-- EXERCISE PROMPT --
Copy every one of the entries below line for line, with no change to any word, number, or punctuation mark.
-----
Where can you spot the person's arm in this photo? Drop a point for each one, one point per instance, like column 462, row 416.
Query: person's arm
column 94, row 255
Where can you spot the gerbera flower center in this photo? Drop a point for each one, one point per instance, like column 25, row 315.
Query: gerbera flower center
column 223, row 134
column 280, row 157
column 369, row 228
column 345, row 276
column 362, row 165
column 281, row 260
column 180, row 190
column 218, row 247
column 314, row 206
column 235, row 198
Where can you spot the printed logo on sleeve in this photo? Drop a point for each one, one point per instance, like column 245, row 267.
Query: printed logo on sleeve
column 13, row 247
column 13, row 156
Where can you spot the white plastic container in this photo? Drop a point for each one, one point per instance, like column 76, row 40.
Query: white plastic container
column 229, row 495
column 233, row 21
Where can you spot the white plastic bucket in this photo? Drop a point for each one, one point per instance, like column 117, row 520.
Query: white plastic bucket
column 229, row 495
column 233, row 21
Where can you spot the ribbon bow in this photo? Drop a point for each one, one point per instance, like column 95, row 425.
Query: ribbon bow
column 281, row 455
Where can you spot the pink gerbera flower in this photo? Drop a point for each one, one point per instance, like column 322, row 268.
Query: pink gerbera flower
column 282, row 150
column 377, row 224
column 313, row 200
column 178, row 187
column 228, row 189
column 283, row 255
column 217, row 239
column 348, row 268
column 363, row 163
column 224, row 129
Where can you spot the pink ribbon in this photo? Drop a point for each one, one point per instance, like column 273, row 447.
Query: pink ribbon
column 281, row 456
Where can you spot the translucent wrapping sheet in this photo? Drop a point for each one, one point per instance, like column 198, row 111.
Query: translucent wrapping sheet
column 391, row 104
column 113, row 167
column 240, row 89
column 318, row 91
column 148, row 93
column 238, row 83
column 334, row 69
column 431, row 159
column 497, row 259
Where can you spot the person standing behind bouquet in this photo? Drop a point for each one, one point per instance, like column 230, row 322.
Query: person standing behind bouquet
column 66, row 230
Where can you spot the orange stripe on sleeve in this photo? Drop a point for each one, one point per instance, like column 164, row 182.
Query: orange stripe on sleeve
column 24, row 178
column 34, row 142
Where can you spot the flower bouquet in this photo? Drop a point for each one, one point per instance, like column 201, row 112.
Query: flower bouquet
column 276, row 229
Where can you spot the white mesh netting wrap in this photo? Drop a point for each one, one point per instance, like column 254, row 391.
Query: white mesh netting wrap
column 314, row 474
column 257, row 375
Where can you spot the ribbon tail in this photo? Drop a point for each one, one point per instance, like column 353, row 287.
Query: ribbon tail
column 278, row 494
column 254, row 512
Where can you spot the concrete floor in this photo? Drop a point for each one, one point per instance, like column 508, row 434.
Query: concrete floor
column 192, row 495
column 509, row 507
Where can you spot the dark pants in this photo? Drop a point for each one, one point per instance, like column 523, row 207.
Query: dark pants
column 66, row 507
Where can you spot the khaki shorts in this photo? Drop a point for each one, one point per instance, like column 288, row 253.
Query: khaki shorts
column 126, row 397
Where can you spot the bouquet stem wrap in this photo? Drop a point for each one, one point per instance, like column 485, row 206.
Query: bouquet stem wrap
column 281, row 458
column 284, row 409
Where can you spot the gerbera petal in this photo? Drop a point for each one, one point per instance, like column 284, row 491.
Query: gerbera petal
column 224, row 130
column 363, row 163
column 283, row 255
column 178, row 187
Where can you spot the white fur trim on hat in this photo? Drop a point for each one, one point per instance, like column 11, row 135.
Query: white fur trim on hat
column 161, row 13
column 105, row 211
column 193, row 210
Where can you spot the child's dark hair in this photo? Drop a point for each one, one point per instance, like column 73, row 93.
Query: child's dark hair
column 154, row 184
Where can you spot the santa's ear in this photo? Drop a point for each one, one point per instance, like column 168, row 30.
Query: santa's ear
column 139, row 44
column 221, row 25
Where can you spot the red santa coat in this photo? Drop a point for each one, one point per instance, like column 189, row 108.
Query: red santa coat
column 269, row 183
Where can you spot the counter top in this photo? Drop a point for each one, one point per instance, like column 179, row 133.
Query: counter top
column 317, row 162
-----
-- CORRECT ANSWER --
Where can you spot the person's arm in this photo? Drop a point for each one, one point per instance, like column 462, row 416.
Query: person's arm
column 94, row 255
Where can you spot the gerbera flower center in this photo? Drop a point for each one, one point per instance, like column 25, row 315.
Query: gerbera flower center
column 223, row 134
column 280, row 157
column 369, row 228
column 345, row 276
column 362, row 165
column 281, row 260
column 180, row 190
column 218, row 247
column 314, row 206
column 235, row 198
Where can you spot the printed logo on sleeve in this photo? Drop a point for each one, one point per instance, like column 245, row 267.
Query: printed logo on sleeve
column 13, row 247
column 13, row 156
Where can you spot the white plastic container in this photo? Drop a point for each one, one point per instance, like column 76, row 40.
Query: white plastic container
column 229, row 495
column 233, row 21
Where can you spot the white plastic bucket in this photo? Drop a point for each one, one point per instance, like column 117, row 520.
Query: white plastic bucket
column 229, row 495
column 233, row 21
Where can you spot the ribbon bow in this photo? Drop a point for each one, one point per instance, like column 95, row 425.
Query: ribbon bow
column 281, row 455
Where can you spot the pink gerbera flower in this photo? Drop a point for each one, one point per instance, like column 322, row 268.
Query: pink gerbera flower
column 282, row 150
column 377, row 224
column 313, row 200
column 178, row 187
column 228, row 189
column 283, row 255
column 217, row 239
column 348, row 268
column 363, row 163
column 224, row 129
Where can you spot the pink ribbon in this photo? Drop a point for each one, one point per instance, like column 273, row 447.
Query: pink ribbon
column 281, row 456
Where can you spot the translucent wrapping sheet in this photo? Drop a point for each one, one point per instance, like column 198, row 111.
Query: translucent wrapping sheet
column 391, row 104
column 113, row 167
column 240, row 89
column 318, row 91
column 148, row 93
column 238, row 83
column 334, row 69
column 431, row 159
column 497, row 259
Where can you spot the person standing behind bouquet in this photo? Drop a point for each one, one point per instance, like column 230, row 322.
Query: person standing behind bouquet
column 66, row 230
Where can you spot the orange stripe on sleeve in this photo? Drop a point for each one, one point per instance, like column 164, row 182.
Query: orange stripe on sleeve
column 24, row 178
column 34, row 142
Where can you spot the flower bouquet in this photo? Drop a point for each one, one point per instance, like column 201, row 112.
Query: flower bouquet
column 276, row 229
Where can you spot the white mesh netting wrap in this photo? Drop a point for each one, one point per instance, like column 254, row 391.
Query: white mesh netting wrap
column 314, row 474
column 257, row 375
Where can you spot the ribbon tail in this photo? Drop a point for each one, one point per instance, like column 353, row 287.
Query: ribbon tail
column 278, row 494
column 254, row 512
Where can you spot the concrete floor in this photo? Drop a point for each one, one point per instance, like column 508, row 434.
Query: concrete floor
column 192, row 495
column 509, row 507
Where can you spot the dark pants in this photo? Drop a point for each one, one point per instance, like column 523, row 207.
Query: dark pants
column 66, row 507
Where can you spot the khaki shorts in this photo? Drop a point for each one, one point per instance, like column 288, row 253.
Query: khaki shorts
column 126, row 397
Where can you spot the bouquet stem wrap in this photo? Drop a point for each one, one point per instance, like column 485, row 206.
Query: bouquet stem wrap
column 281, row 458
column 284, row 409
Where can you spot the gerbera petal in this photo? Drop a point for each one, one point per instance, like column 284, row 491.
Query: gerbera petal
column 224, row 130
column 363, row 163
column 283, row 255
column 178, row 187
Where can you spot the white fur trim on hat in this photo? Drop a point for each one, one point per instance, like column 11, row 135.
Query: white fur trim on hat
column 161, row 13
column 105, row 211
column 193, row 210
Where can you spot the child's dark hair in this photo? Drop a point for each one, one point per instance, like column 73, row 93.
Query: child's dark hair
column 154, row 184
Where can you spot the santa's ear in this photo? Drop a point for each one, one point per instance, like column 168, row 30.
Query: santa's ear
column 139, row 44
column 221, row 25
Where can you spot the red santa coat in this photo? Drop a point for each one, one point per instance, like column 189, row 108.
Query: red santa coat
column 269, row 183
Where can you spot the counter top in this photo? Drop a point for each one, one point per instance, like column 179, row 133.
Query: counter top
column 317, row 162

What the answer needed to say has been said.